▸ Records supplied

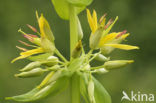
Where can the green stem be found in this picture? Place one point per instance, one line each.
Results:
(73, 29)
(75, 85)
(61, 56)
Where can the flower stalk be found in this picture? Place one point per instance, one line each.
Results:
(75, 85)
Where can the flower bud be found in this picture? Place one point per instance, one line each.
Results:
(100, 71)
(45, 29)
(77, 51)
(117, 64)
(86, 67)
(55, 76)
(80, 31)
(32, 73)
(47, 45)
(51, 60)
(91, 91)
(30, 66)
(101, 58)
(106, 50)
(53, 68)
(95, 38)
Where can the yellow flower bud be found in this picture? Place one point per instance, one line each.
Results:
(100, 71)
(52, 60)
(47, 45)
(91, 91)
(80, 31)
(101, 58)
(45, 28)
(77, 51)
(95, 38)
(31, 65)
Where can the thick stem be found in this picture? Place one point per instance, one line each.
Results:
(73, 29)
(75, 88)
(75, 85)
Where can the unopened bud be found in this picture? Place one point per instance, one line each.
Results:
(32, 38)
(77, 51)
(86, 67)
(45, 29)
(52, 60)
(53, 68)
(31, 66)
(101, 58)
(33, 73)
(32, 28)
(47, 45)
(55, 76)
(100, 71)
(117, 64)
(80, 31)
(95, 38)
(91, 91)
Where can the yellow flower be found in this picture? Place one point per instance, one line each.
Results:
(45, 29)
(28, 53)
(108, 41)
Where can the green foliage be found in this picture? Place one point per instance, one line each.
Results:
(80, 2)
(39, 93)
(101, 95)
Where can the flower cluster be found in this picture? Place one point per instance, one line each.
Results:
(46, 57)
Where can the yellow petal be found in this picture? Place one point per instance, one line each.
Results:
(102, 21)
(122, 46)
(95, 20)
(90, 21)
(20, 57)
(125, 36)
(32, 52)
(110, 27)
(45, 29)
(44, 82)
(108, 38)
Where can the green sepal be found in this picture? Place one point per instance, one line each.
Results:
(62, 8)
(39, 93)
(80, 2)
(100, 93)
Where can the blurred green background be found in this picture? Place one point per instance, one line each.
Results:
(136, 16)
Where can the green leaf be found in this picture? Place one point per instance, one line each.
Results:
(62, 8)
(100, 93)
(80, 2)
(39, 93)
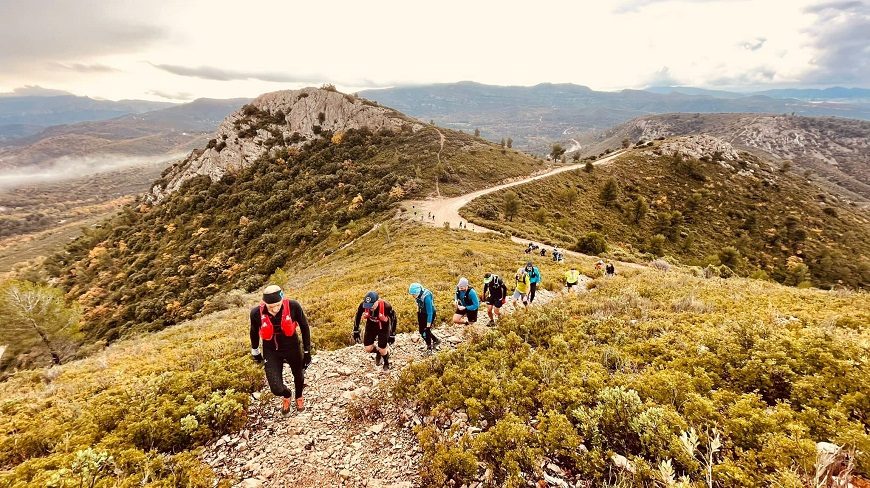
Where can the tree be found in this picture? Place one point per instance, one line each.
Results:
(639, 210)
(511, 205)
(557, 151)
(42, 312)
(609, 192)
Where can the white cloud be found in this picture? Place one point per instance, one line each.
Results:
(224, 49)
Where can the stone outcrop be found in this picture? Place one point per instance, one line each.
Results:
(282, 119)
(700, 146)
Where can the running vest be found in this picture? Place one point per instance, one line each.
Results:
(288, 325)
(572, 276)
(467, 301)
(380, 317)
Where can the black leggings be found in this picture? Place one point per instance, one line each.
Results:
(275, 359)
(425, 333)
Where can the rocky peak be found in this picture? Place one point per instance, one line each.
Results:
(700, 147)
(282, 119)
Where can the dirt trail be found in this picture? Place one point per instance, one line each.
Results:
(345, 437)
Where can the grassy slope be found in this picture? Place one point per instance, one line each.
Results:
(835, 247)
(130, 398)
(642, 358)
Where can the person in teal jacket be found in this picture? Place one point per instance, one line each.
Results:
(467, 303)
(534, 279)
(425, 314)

---

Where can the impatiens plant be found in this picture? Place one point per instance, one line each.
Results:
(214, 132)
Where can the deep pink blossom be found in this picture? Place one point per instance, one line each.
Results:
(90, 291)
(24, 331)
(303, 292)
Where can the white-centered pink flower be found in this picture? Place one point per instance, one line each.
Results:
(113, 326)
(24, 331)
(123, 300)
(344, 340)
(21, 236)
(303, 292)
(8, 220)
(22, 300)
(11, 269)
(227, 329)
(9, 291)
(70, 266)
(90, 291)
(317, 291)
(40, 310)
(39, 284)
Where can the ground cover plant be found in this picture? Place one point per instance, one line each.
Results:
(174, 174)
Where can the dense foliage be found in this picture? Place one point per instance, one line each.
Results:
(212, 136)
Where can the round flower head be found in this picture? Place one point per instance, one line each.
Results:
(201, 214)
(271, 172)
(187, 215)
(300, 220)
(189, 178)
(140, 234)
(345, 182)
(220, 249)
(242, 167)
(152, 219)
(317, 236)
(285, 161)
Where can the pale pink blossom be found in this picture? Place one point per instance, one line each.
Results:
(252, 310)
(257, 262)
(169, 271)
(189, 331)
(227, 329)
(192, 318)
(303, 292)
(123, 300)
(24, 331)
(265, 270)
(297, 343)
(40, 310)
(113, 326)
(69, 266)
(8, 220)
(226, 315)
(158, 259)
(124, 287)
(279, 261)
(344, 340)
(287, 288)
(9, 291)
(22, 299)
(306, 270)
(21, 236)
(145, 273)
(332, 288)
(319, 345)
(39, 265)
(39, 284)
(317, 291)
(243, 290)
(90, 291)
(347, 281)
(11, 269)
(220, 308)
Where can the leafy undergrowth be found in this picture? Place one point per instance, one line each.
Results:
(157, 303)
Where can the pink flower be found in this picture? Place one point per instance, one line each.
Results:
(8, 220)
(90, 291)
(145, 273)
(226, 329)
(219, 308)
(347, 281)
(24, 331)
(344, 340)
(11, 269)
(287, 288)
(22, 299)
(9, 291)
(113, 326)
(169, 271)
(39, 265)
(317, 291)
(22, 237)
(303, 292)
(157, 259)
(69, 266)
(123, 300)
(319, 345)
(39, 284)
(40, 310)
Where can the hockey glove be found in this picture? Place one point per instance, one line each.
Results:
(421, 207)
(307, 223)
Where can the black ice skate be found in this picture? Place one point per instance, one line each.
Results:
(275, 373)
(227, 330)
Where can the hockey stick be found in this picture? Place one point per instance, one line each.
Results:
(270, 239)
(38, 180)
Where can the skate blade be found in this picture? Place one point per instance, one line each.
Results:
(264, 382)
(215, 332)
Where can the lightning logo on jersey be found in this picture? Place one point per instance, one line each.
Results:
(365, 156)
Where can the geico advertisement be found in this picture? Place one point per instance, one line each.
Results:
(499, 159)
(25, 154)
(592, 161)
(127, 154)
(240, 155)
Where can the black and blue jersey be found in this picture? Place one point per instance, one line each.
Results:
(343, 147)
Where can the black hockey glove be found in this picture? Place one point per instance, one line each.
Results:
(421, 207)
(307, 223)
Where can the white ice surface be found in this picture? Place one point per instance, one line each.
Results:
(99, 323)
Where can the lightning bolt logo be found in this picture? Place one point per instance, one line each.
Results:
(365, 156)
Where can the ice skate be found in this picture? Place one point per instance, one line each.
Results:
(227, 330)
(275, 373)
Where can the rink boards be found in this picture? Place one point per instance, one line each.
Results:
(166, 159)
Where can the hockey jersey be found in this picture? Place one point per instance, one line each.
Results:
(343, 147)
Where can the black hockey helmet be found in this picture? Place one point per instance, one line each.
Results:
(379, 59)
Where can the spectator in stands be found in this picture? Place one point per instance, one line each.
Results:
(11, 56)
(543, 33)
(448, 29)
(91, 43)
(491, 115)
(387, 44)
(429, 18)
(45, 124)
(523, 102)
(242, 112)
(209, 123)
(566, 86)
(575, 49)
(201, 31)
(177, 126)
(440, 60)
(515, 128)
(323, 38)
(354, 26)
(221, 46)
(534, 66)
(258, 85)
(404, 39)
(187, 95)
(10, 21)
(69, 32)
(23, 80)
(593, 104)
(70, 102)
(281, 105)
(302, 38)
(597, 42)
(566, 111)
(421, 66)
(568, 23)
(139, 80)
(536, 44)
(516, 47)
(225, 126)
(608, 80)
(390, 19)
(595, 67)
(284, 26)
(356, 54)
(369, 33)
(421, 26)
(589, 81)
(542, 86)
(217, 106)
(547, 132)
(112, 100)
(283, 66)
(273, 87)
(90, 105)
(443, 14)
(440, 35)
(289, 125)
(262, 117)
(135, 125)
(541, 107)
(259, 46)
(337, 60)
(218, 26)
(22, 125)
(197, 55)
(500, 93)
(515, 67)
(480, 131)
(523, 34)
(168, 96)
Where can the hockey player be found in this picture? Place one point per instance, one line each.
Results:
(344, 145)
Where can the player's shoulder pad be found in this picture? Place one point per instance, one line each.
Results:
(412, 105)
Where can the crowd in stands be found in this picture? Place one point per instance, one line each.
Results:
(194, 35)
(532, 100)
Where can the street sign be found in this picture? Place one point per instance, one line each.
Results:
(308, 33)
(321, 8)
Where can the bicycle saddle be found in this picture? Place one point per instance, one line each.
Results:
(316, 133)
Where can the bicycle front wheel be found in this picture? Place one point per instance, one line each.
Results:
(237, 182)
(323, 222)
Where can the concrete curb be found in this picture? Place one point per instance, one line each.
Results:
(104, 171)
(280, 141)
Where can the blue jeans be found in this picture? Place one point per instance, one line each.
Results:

---

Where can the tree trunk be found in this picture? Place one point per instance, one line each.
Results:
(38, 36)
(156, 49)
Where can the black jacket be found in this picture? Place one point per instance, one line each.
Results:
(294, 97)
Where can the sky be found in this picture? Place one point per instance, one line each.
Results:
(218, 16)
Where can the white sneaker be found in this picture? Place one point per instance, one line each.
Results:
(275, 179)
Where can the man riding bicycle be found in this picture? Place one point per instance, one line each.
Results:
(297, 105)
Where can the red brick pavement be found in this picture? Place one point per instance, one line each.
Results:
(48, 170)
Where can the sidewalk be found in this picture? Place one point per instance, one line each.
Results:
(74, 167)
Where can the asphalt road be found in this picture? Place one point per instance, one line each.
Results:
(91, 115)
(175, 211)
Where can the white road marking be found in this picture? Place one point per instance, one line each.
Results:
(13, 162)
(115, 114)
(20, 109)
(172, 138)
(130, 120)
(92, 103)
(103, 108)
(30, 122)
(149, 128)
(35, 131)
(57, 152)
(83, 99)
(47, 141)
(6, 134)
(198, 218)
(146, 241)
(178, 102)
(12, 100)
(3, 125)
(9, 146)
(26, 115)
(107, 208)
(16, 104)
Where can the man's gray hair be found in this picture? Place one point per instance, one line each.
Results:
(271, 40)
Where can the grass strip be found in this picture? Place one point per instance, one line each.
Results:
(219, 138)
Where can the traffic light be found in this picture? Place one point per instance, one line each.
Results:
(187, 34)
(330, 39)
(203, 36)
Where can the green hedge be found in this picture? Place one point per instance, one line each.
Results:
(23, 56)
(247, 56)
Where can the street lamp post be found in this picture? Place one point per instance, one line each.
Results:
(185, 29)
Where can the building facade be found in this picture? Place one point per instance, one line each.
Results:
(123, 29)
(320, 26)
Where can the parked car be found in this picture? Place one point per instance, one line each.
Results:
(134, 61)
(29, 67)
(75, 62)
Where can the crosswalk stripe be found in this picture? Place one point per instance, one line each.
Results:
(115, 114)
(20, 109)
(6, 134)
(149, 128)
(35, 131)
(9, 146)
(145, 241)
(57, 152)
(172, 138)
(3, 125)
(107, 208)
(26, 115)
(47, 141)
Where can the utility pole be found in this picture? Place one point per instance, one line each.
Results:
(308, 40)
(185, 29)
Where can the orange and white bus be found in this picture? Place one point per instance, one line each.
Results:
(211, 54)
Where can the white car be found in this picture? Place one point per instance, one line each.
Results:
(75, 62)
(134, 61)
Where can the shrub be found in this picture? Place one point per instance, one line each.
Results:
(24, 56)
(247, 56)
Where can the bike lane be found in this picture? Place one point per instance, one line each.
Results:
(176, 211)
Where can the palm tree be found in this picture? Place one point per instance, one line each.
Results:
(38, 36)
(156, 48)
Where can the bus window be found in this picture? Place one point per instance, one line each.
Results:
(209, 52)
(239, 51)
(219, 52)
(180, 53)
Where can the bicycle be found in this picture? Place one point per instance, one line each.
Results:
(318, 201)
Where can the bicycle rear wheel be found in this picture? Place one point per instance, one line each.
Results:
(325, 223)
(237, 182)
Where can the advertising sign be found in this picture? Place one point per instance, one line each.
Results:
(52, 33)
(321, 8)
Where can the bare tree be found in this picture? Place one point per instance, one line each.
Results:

▸ Problem to solve
Retype exactly the span of lines from the one with "Where can the sidewalk" through the one with "Where can the white road"; include both ends and omit the rest of the material.

▸ Answer
Where can the sidewalk be found in this picture? Place one point per instance, one line each.
Results:
(74, 167)
Where can the asphalt road be found in this picture? Place one point per instance, one line each.
Results:
(91, 115)
(175, 211)
Where can the white road marking be found in this picture? Place one point per instance, one line each.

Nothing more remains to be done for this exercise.